▸ Supplied data:
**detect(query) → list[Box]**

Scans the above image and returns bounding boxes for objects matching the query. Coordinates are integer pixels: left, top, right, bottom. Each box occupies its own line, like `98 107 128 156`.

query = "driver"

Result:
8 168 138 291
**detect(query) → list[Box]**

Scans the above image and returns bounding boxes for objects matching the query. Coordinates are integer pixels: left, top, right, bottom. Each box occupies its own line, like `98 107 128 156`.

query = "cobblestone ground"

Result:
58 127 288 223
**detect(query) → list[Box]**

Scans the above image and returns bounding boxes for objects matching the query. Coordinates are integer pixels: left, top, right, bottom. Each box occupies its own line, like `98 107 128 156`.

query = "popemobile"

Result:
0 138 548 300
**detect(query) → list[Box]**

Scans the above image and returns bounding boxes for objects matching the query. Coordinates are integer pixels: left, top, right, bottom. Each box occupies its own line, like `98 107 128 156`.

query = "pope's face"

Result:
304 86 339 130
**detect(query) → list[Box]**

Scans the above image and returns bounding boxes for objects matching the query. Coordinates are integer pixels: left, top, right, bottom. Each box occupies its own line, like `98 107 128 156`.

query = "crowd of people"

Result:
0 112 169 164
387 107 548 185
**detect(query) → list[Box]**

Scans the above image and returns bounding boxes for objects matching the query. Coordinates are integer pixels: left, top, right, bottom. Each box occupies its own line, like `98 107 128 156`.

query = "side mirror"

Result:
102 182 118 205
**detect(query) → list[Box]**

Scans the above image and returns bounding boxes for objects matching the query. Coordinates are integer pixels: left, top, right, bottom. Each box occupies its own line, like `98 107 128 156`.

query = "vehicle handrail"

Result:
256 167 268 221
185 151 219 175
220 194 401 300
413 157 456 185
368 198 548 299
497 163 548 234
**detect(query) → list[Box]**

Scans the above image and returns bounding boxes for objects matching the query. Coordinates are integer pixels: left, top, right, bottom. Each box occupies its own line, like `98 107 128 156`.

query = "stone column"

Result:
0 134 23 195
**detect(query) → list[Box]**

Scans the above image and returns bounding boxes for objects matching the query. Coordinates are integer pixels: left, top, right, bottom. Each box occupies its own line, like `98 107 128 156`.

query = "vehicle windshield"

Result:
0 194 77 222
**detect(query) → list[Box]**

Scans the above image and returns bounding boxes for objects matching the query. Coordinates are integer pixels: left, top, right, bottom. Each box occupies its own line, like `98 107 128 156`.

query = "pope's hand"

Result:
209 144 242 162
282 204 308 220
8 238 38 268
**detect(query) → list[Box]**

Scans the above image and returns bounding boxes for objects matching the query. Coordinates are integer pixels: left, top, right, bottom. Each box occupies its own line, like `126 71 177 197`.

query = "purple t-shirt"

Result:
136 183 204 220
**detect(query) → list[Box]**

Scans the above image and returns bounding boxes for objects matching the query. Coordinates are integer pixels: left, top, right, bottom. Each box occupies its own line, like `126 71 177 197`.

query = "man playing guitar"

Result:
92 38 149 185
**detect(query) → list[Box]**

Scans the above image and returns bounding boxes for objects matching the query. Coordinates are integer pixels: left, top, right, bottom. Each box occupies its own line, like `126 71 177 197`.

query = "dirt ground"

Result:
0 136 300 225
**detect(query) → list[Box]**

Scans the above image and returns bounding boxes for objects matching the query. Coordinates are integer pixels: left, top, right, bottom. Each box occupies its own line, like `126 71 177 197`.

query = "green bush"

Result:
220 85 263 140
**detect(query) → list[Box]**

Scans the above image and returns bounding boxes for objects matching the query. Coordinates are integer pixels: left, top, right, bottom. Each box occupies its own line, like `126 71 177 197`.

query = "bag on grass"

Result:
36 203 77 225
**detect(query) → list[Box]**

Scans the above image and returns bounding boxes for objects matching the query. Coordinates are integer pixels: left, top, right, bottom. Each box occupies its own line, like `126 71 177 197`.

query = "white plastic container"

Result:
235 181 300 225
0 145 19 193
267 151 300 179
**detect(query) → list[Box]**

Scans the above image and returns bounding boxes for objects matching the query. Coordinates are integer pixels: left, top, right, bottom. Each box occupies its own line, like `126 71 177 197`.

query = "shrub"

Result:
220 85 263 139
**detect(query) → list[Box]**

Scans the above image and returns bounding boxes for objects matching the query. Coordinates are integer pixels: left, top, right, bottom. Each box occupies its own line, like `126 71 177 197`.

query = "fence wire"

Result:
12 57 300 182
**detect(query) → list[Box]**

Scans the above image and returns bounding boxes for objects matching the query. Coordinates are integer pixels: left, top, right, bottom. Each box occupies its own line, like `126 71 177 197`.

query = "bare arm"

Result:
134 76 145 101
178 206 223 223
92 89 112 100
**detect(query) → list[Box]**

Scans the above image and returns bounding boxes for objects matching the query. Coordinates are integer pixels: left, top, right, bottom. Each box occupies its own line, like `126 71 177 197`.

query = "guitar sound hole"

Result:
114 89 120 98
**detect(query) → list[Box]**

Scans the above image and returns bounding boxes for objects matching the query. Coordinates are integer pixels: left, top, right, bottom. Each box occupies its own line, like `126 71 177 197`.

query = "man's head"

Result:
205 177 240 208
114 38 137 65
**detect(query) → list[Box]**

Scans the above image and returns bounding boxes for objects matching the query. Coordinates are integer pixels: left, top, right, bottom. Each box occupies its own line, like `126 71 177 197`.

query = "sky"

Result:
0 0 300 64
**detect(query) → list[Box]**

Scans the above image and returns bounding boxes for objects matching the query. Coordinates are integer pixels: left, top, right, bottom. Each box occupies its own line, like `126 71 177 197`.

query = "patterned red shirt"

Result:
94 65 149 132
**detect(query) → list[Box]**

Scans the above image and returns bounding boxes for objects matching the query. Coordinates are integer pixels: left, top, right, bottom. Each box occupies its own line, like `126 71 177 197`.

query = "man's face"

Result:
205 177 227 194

▸ Instruction: Pull out every one of the records above and reproduce each line word for word, with nothing changed, added, or left out.

▸ Answer to this exercise:
**detect(query) → list[Box]**

Scans the above image and returns bounding boxes for objects matching the query. Coordinates are integer pixels: left, top, right, bottom. Each box occupies its own line, like `98 107 128 156`.

query = "driver"

Result:
8 168 138 291
**detect(query) → list[Box]**

Scans the above image and returns bounding boxes for objects matching the query. Coordinates are integer pixels: left, top, right, bottom. Each box occupies its own line, like `98 107 128 156`.

query = "cobblestone ground"

Result:
58 127 288 223
**detect(query) → list[Box]**

Scans the above image and returns bounding boxes for objects matching the query. Coordinates are integer pixels: left, top, right, bottom. Each box occupies its own line, like `98 107 128 156`.

query = "popemobile"

Result:
0 138 548 300
**detect(query) → list[Box]**

Scans the above image and returns bounding boxes for objects matching the query. Coordinates are integer pixels: left, top, right, bottom. Each box occupies its own line, like `98 107 128 156`.

query = "pope's face"

Result:
304 86 339 130
**detect(query) → list[Box]**

Scans the above image and returns bounding boxes for objects matching the query. Coordinates are integer pixels: left, top, right, bottom. Each box occupies its own line, like `98 107 128 156`.

query = "crowd of people"

Result:
0 112 169 164
387 107 548 185
**detect(query) → list[Box]**

Scans the above image and returns bounding boxes for objects matching the query. Coordinates are integer pixels: left, top, right, bottom. Each box occupies its own line, like `98 107 128 156`.

query = "side mirror"

Result:
102 182 118 205
**detect(query) → list[Box]**

Scans the above image and returns bounding boxes for objects matching the query. Coordinates are integer pixels: left, top, right, bottom. Each box occupies its own line, like `98 107 128 156`.

query = "vehicle handrail"

Result:
256 167 268 221
185 151 219 175
220 194 401 300
413 157 456 185
368 198 548 299
497 163 548 234
**detect(query) → list[Box]**

Scans the above image and returns bounding boxes for objects matching the query. Coordinates are integer pixels: left, top, right, bottom. Each box occupies its own line, like `98 107 128 156`.

query = "stone column"

Result:
0 134 23 195
**detect(query) → list[Box]**

Scans the above image and returns bounding boxes for objects matching the query. Coordinates are integer pixels: left, top, right, bottom. Each box occupies its own line, like `98 107 128 156`.

query = "vehicle windshield"

Result:
0 194 77 222
**detect(query) → list[Box]**

Scans the above image and returns bounding boxes for objects matching the query. Coordinates are integer pixels: left, top, right, bottom. Each box occupies its own line, like `98 107 128 156`.

query = "pope's hand"

Result:
209 144 242 162
282 204 308 220
8 238 38 268
**detect(query) → list[Box]**

Scans the above image and returns bounding boxes for objects matching the query. Coordinates are integer pixels: left, top, right, bottom. Each box occupies its own line, like `126 71 177 197`.

query = "purple t-shirt"

Result:
136 183 204 220
**detect(query) → list[Box]**

Scans the above image and returns bounding boxes for objects matching the query. Coordinates are integer pixels: left, top, right, bottom. Each box occupies its own line, like `126 71 177 197`.

query = "man playing guitar"

Result:
92 38 149 185
**detect(query) → list[Box]**

Scans the above image and returns bounding boxes for objects matching the query. Coordinates are integer pixels: left, top, right, bottom. Each box occupies its own line, like `126 71 177 197`.

query = "dirt ground"

Result:
0 136 300 225
**detect(query) → list[Box]**

Scans the above image and returns bounding boxes for objects matching the query. Coordinates are integer pixels: left, top, right, bottom. Each box occupies its own line, like `126 71 177 197`.

query = "green bush"

Result:
220 85 263 140
**detect(query) → list[Box]**

Scans the above image and returns bounding boxes for objects matching the query. Coordinates are integer pixels: left, top, right, bottom. Each box occupies its own line, like `126 71 177 197`.

query = "bag on grass"

Result:
36 203 77 225
**detect(query) → list[Box]**

Scans the above image and returns bounding boxes for objects matching the query. Coordinates are integer pixels: left, top, right, bottom. Each box occupies its own line, like `126 71 177 197`.

query = "white plastic container"

Result:
235 181 300 225
0 145 19 193
267 151 300 179
**detect(query) → list[Box]**

Scans the above image and returns bounding boxes for objects matching the query. Coordinates are integer pixels: left, top, right, bottom. Each box occupies its own line, like `126 71 177 197`.

query = "shrub"

Result:
220 85 263 139
**detect(query) → list[Box]**

Scans the above image and returns bounding boxes for objects matching the query. Coordinates are integer pixels: left, top, right, bottom. Each box occupies its own line, like `126 71 177 197`.

query = "fence wire"

Result:
12 57 300 182
**detect(query) → list[Box]**

Scans the above image and returns bounding boxes for objects matching the query. Coordinates are integer pixels: left, top, right, bottom. Each box occupies its own line, like `126 71 177 197`.

query = "bare arm"

Result:
134 76 145 101
178 206 223 223
92 89 112 100
**detect(query) → list[Box]**

Scans the above image and returns bounding boxes for objects matching the query. Coordinates are integer pixels: left, top, right, bottom. Each box occupies its own line, like `126 71 177 197`.

query = "guitar sound hole"

Result:
114 89 120 98
**detect(query) → list[Box]**

Scans the above image and returns bounding boxes for objects matching the query. Coordinates are integer pixels: left, top, right, bottom. Each box occupies its own line, like `126 71 177 197`.

query = "man's head"

Result:
205 177 240 208
114 38 137 65
**detect(query) → list[Box]**

Scans the above image and returns bounding boxes for objects matching the query. Coordinates are integer pixels: left, top, right, bottom. Each box occupies its own line, like `126 71 177 197`.

query = "sky"

Result:
0 0 300 64
**detect(query) → list[Box]**

Scans the above image and returns bounding boxes for objects matching the query. Coordinates are integer pixels: left, top, right, bottom. Each box occupies its own line, like `126 71 177 197`.

query = "patterned red shirt"

Result:
94 65 149 132
**detect(query) → list[Box]**

Scans the above image and returns bounding boxes for objects matching the query. Coordinates are integer pixels: left, top, right, bottom. Each box occupies its own line, like `126 71 177 197`.

query = "man's face"

Result:
205 177 227 194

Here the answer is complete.